Collected data entries
┌──
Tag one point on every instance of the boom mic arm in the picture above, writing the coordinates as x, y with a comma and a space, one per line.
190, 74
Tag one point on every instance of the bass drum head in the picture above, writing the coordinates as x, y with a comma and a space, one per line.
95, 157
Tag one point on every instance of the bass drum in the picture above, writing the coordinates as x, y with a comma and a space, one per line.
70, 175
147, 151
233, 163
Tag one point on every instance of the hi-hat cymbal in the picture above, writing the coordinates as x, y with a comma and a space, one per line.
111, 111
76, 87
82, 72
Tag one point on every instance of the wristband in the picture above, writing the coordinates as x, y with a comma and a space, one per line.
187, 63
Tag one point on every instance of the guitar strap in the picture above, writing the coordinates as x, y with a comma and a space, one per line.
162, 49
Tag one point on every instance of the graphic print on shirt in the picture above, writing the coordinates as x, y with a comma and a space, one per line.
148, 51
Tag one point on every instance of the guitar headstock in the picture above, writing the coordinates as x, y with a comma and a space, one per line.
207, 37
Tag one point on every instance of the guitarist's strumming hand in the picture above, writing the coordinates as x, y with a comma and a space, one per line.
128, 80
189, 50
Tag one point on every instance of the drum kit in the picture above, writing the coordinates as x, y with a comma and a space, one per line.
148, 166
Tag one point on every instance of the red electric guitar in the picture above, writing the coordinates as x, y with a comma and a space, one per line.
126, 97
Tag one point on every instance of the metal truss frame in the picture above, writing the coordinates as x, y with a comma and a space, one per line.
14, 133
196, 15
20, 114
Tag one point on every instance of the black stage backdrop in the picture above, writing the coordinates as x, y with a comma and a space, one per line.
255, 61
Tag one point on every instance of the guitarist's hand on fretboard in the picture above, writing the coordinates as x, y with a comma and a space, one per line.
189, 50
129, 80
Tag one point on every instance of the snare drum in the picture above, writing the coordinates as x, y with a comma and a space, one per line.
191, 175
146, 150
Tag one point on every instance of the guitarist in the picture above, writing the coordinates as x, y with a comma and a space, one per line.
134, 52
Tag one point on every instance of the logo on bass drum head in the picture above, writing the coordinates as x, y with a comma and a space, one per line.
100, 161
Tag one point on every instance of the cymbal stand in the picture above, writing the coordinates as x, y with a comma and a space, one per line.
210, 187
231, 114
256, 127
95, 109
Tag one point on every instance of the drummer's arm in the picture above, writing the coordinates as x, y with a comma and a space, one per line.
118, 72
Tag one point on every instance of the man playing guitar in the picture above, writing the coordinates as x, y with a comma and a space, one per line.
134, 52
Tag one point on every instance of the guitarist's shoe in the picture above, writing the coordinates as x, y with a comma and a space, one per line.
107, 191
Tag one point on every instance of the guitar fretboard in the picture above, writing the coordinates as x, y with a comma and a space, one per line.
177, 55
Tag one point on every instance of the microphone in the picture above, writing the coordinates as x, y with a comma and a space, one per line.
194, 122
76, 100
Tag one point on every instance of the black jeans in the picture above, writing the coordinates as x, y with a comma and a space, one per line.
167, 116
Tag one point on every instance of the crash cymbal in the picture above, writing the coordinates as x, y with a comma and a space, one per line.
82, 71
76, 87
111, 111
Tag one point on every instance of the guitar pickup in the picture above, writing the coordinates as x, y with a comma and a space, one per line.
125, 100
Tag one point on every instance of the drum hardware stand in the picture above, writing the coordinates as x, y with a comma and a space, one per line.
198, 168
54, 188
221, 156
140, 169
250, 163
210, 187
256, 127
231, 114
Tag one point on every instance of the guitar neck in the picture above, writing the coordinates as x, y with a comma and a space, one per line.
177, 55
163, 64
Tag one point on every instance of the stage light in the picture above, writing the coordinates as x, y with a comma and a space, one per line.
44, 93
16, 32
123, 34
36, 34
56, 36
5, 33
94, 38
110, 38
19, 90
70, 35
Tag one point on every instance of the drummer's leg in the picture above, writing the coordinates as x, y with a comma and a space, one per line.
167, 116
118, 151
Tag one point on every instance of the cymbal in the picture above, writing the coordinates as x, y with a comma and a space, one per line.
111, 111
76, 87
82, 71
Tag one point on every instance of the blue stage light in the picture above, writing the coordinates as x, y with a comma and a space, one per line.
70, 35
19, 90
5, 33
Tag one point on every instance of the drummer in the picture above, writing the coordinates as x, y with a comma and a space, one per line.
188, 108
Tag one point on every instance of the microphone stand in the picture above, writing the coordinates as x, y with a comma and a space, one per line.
└──
Would you write out the full set of records above without alteration?

Tag one point on every instance of the boom mic arm in the picture above, writing the coordinates as x, y with a comma and a space, one per line.
190, 74
Tag one point on every instance of the bass drum head in the picture above, writing the coordinates as x, y with a comma and a space, one per line.
95, 157
Tag one point on every instance of the bass drum in the picture above, writing the coordinates as x, y with a comma and a space, one per line.
70, 175
147, 151
233, 163
Tag one point on every instance of the hi-hat cymbal in the picture above, writing the coordinates as x, y with a comma and a space, one per line.
111, 111
76, 87
82, 72
Tag one point on every instance of the wristband in the picture above, writing the coordinates as x, y with a comma and a space, one per line.
187, 63
Tag one point on every instance of the guitar strap in the picture above, writing the coordinates as x, y with a comma and a space, one per line.
162, 49
Tag one point on every instance of the graphic print on shirt in the picture above, writing the coordinates as x, y with a comma and a space, one per line.
148, 51
Tag one point on every instance of the guitar headstock in the picture above, writing the coordinates as x, y with a comma and a space, one per line.
207, 37
Tag one point on every instance of the guitarist's strumming hand in the picture above, writing the coordinates as x, y with a comma and a space, one per line.
128, 80
189, 50
Tag one point on every instance of the drum kit in the picture above, writing the coordinates as x, y with a comma and a space, one per line.
148, 166
Tag one point on every instance of the red electric guitar in the picture above, writing the coordinates as x, y with a comma and a space, one per line.
126, 97
Tag one point on every instance of the metal truss frame in the picture above, writing the coordinates as x, y with a comma and a space, one per line.
14, 133
196, 15
20, 114
Tag one point on every instance of the black stage backdrop in the picture above, writing the coordinates as x, y with a comma and a space, one per line.
255, 61
Tag one point on every instance of the guitarist's hand on fretboard in the picture above, writing the coordinates as x, y with a comma and a space, one per line.
189, 50
129, 80
Tag one point on every instance of the snare drum in the picture above, writing the coordinates as x, y with a comma and a space, one per line.
191, 175
146, 150
Tag one point on every instance of the guitarist in the picture above, writing the coordinates as x, y with a comma and a space, one per line.
134, 52
Tag one point on every instance of the logo on bass drum head in the picture above, writing the coordinates as x, y with a comma and a space, one per line.
100, 161
Tag one point on every instance of the cymbal stand in the picture above, writing the coordinates as x, y with a comma and a space, one per line.
210, 187
231, 114
256, 127
95, 109
Tag one point on every instance of the drummer's arm in the picture above, writing the coordinates as x, y with a comma and a space, one per line.
118, 72
Tag one point on every instance of the man playing guitar in the picture above, writing the coordinates as x, y with a comma and a space, one per line.
134, 52
Tag one point on every instance of the guitarist's shoe in the picture above, writing the coordinates as x, y with a comma and a space, one per line.
107, 191
Tag one point on every instance of the guitar fretboard in the picture above, writing the coordinates as x, y with a comma and a space, one per line.
177, 55
Tag one point on every instance of the microphone in the picture above, writing the coordinates as x, y with a comma and a space, one per line.
194, 122
76, 100
Tag one point on every instance of the black jeans in the picture above, writing the coordinates as x, y with a comma and a space, one per line.
167, 116
Tag one point on every instance of the crash cymbal in the picture above, writing the coordinates as x, y with a comma and a space, one per line.
82, 71
76, 87
111, 111
Tag one point on every instance of the guitar pickup in the picture above, writing the coordinates as x, y with a comma and a space, one per line.
125, 100
Tag one point on every instance of the drum hardware stand in the picture above, writing the coordinates as x, y with a comma and a space, one per line.
198, 168
54, 188
221, 156
140, 169
250, 163
210, 187
256, 127
231, 114
Tag one point on every instance of the guitar neck in the picture above, writing the coordinates as x, y with a comma and a space, one per line.
177, 55
163, 64
Tag one point on every instance of the stage light in the picture above, writing the coordinates as x, y with a comma and a space, one per line.
44, 93
16, 32
123, 34
36, 34
56, 36
5, 33
94, 38
110, 38
19, 90
70, 35
Tag one point on every instance of the drummer's leg in the picture above, writing the coordinates as x, y with a comma and a space, one per line.
167, 116
118, 151
Tag one point on every instance of the cymbal in the picture above, writing the coordinates as x, y with a comma and a space, one per line.
111, 111
76, 87
82, 71
Tag one point on every instance of the blue stage light in the picture above, writing the coordinates as x, y with a comma and a space, one per line.
70, 35
19, 90
5, 33
Tag one point on every instance of the drummer in the picture above, writing the coordinates as x, y with a comma and a space, one per line.
188, 108
Tag one point on every instance of the microphone stand in the picture above, writing the coordinates as x, y with a comma and a space, one per line.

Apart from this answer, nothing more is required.